:: Exercise data ::
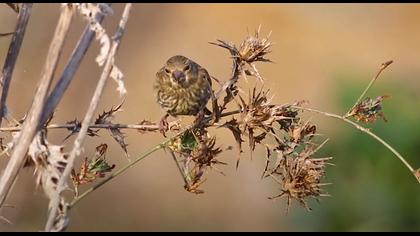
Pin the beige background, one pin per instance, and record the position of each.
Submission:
(313, 44)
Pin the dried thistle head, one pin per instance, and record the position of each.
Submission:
(198, 150)
(300, 177)
(369, 110)
(254, 48)
(251, 50)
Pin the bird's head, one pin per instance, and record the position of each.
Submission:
(180, 71)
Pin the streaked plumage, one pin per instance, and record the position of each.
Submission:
(182, 87)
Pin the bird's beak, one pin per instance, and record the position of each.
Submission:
(179, 76)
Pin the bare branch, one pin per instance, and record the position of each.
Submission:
(89, 116)
(70, 69)
(31, 123)
(12, 55)
(367, 131)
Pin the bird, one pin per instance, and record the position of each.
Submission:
(182, 87)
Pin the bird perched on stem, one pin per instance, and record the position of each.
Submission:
(182, 87)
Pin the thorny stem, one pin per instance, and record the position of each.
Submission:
(115, 174)
(143, 156)
(148, 127)
(122, 170)
(364, 130)
(181, 170)
(381, 68)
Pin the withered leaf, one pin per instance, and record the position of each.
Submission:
(119, 137)
(75, 128)
(15, 7)
(106, 118)
(233, 126)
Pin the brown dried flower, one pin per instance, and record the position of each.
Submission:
(300, 176)
(369, 110)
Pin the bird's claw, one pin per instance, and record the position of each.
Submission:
(163, 126)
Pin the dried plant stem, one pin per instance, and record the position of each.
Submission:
(120, 171)
(12, 54)
(31, 123)
(89, 116)
(381, 68)
(146, 127)
(181, 170)
(367, 131)
(70, 69)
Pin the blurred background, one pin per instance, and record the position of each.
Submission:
(324, 53)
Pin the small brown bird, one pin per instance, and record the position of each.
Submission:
(182, 87)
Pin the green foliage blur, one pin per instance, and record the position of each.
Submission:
(372, 190)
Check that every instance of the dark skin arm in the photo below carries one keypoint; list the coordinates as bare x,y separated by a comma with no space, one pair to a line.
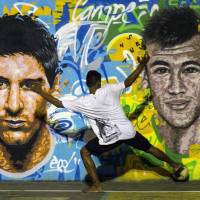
38,89
134,75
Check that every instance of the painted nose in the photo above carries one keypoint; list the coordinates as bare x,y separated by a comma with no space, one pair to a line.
14,104
176,85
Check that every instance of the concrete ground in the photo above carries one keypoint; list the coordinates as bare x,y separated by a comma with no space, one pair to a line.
52,190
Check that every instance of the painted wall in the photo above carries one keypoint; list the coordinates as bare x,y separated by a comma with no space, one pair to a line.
105,36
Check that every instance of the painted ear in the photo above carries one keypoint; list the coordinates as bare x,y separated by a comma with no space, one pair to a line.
145,83
55,90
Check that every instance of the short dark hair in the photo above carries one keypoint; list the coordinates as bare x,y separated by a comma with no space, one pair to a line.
92,78
25,34
171,26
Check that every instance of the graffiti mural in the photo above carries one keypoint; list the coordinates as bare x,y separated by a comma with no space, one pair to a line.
44,141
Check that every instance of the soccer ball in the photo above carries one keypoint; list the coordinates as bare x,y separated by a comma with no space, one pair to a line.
181,174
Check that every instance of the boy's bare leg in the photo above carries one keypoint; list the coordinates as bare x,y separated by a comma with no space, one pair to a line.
162,156
91,170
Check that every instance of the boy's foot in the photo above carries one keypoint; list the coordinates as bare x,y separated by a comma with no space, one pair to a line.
93,188
180,173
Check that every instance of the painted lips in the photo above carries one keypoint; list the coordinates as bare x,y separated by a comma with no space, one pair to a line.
14,124
177,104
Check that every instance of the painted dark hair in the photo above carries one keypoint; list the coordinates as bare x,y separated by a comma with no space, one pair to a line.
171,26
25,34
92,77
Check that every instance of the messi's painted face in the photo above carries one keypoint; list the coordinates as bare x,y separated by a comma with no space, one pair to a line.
21,110
174,79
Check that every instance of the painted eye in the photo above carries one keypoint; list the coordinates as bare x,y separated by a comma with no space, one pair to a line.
190,70
26,85
161,70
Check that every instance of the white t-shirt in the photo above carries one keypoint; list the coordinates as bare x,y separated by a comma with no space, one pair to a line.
104,113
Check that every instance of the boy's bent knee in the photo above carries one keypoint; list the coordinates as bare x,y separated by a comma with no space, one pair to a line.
84,152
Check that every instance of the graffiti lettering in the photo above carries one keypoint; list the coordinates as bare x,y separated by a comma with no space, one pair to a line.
63,165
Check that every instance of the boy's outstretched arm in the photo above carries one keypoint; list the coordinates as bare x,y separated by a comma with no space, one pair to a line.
51,99
134,75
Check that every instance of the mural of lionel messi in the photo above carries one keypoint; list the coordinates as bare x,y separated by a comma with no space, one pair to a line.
28,54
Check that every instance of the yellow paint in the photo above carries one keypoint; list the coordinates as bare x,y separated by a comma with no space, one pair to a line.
125,42
24,9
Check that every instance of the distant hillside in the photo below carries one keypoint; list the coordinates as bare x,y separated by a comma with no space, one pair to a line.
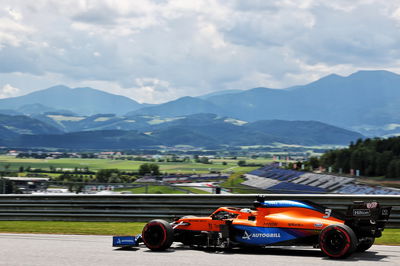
363,98
372,157
200,130
366,101
218,93
15,125
85,101
182,106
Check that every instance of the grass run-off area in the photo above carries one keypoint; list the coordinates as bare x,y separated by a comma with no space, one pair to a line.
389,237
66,164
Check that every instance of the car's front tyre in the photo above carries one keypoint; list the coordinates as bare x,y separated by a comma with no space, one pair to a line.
365,244
158,235
338,241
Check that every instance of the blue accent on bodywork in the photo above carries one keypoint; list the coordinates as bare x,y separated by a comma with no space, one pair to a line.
252,235
126,241
286,203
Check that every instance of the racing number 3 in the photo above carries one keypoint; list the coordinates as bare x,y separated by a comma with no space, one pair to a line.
327,213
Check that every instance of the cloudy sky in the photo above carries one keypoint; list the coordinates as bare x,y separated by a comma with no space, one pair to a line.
158,50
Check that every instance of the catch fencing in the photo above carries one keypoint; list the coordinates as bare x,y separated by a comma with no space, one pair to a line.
143,207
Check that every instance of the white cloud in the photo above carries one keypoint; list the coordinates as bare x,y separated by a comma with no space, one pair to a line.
159,50
9,91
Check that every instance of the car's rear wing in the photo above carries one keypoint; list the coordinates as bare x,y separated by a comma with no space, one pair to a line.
367,219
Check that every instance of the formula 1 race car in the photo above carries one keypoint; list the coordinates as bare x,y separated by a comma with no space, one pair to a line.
272,223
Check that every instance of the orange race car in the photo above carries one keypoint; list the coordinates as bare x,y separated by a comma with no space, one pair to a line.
271,223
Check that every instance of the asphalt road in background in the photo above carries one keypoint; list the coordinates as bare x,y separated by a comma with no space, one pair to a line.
28,249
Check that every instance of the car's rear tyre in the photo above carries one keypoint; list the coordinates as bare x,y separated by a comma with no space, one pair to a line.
158,235
365,244
338,241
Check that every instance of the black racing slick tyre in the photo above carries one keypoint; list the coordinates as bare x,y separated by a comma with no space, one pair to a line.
337,241
158,235
365,244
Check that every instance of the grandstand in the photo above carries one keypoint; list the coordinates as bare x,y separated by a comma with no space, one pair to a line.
277,180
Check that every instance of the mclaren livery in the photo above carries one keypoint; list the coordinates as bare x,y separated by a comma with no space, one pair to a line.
271,223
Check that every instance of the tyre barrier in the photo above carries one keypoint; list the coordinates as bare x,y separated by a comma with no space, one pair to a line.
145,207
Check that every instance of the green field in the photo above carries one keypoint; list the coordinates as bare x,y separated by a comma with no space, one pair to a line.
153,189
12,163
390,236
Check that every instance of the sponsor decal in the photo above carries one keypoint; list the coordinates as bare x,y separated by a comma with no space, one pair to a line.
361,212
248,236
385,212
270,224
372,205
295,225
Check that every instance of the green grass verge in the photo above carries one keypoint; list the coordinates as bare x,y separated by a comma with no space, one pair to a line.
73,228
151,189
125,165
235,180
389,237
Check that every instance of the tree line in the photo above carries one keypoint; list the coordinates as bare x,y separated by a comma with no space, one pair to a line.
372,157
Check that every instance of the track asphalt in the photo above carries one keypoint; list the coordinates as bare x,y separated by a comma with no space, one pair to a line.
32,249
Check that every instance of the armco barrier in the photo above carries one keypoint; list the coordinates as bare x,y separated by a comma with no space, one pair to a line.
142,207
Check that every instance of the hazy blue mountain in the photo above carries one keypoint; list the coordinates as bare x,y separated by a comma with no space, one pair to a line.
199,130
20,124
305,132
85,101
101,139
182,106
365,97
217,93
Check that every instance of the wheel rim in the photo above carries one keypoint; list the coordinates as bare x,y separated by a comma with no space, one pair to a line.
154,235
336,242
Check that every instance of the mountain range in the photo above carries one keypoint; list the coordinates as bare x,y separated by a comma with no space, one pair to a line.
365,101
199,130
84,101
326,111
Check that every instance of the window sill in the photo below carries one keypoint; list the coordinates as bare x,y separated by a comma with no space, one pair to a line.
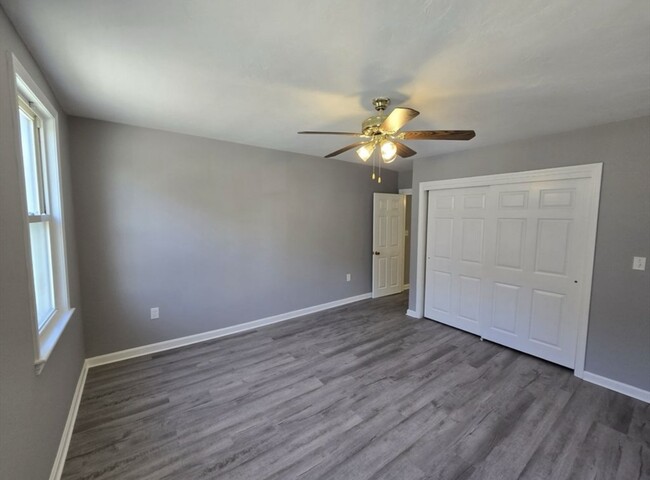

:: Your instructions ::
Copy the records from the line with "Check that every instance of the armco" through the end, replacing "keypoint" with "marker" and changing nothing else. Don't include any pictures.

:: Expected output ::
Check that every instance of the armco barrier in the photo above carries one marker; list the coordinates as bare x,y separated by a comma with no space, one pair to a line.
142,207
Check that every instance of the hazy blue mountain in the photo above carries one marker; list the coordinates as bare x,y separated by a comma with no space, one pair to a line.
199,130
20,124
305,132
85,101
101,139
182,106
365,97
217,93
Check that every instance of the wheel rim in the photo above carries one marker; list the coordinates as bare x,y separated by a comma with no space, one pair to a line.
154,235
336,242
Check that every instance of the mountain range in the photo above carries one marker; list the coordinates as bare x,y separated by a comma with no space, one pair to a line.
365,101
199,130
84,101
326,111
Check that every instance of the window sill in the photo below carries one marker; list the coordinates as bare x,y separated by a comma with no space, one pair to a line.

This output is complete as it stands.